• [Page]:
□ □ □

The early childhood program is sponsored by the government through the Red de Cuido. It is a network of care for mothers who are in extreme poverty and are going back to school or back to work.

“We don’t babysit, we form lives,” said Ms. Mahon.

However, the credit for the atmosphere goes to the professionals who work everyday with these youth, said staff.

“The teacher and director are the real heros. They work hard, and they just do miracles with these kids. Some of their stories are incredible,” said Ms. Mahon.

According to Ms. Mohon, many of the young girls who attend have been abused and molested in their home. She described a day when the director of the school, Coralia Bonilla, told her of three students who confessed they had been molested in just one week. Only one of these students sought out help from the police, she said.

“Moms usually talk them out of reporting. A lot of times the mother has been through the same thing, and they think they got through it,” said Ms. Mahon.

“The mother feels powerless because the man is a financial contributer to the home,” she added.

The California native has been doing missionary work for 24 years. She started a school like Escuela Cristiana in El Pauji, Venezuela, called Unidad Educativa Arnoldo Gabaldon.

For two years, she has operated a girl empowerment club called Chicas de Promisa across the street from the school. It is a house that is open a few days out of the week, and close to 60 young ladies in fifth and sixth grades come to play games, study, and do crafts until their mothers come to pick them up, she said

“About 70 girls have gone through the program, and they are welcome to come back. My thought is as long as they stay in school, they can keep visiting. I want to help them stay in school and not get pregnant. Those are my two goals,” said Ms. Mahon.

So far the program has had a positive impact.

“It used to be twice a week that girls were coming and saying they had been molested, but now not as many. Something is helping them not be victims,” said Ms. Mahon.

□ □ □

• [Given records]:

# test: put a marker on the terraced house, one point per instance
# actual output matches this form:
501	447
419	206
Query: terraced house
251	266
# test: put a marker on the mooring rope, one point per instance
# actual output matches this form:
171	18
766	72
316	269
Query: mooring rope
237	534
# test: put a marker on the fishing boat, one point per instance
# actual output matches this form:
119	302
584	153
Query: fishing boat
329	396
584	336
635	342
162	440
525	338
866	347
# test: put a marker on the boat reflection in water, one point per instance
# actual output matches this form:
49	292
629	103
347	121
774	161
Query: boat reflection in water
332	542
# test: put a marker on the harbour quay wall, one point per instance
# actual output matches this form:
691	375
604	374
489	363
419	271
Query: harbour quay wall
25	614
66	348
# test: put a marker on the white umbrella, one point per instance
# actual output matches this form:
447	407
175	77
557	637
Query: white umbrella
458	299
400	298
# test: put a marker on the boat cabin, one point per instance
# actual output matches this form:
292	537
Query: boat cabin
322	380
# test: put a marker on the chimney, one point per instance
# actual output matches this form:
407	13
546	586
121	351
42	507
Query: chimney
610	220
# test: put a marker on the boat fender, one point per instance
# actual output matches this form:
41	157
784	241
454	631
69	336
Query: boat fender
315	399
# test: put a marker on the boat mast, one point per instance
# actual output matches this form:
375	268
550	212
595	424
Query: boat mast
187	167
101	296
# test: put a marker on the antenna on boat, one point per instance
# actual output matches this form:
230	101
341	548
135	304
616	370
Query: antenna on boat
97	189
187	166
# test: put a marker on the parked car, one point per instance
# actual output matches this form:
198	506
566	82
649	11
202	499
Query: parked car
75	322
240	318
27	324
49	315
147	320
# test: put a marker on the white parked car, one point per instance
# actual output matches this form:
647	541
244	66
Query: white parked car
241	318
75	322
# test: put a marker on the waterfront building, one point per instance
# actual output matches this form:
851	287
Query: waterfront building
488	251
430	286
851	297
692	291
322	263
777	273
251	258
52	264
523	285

□ □ □

• [The tasks]:
**1)** In the article on Ms. Mahon's missionary work, how many years has she been doing missionary work?
**2)** Pick up the article on Ms. Mahon's missionary work after its final quotation and continue it with a few more paragraphs.

• [Outputs by task]:
**1)** 24 years.

**2)**
She is working toward having the school open from 7 a.m. to 7 p.m. This way it will be a safe place available for girls before and after school, while their caregiver is at work.

“Right now we work with a lot of projects. My goal is to raise enough to hire staff full-time and buy our house,” she said.

Latin American Child Care has three concepts: compassion, education and transformation. It was founded in 1963 and is present in 21 countries, and the mission is to spread the gospel while providing life skills for the future.

Every year missionaries come through to help with projects. According to Amiot, his organization has had eight groups visit between May and August of this year. Most of the teams come from universities to help with a ministry at the Universidad de Costa Rica and other schools.

This last was a mixed adult and youth group from Brandon, Florida. It was the church’s second mission trip. They were lead by their pastor, Brent Simpson, and prepared skits, testimonies and a video drama to present to the children in Linda Vista.

“As a teacher, I was overwhelmed, but I was very happy to be with kids less fortunate than us,” said visitor Blanca Morales. It was a great experience and this afternoon it was awesome to minister to girls. They are trying their best to protect them from sex trafficking and other evils. We just wanted to bring energy and share our love for Christ. There are great things out there for them.”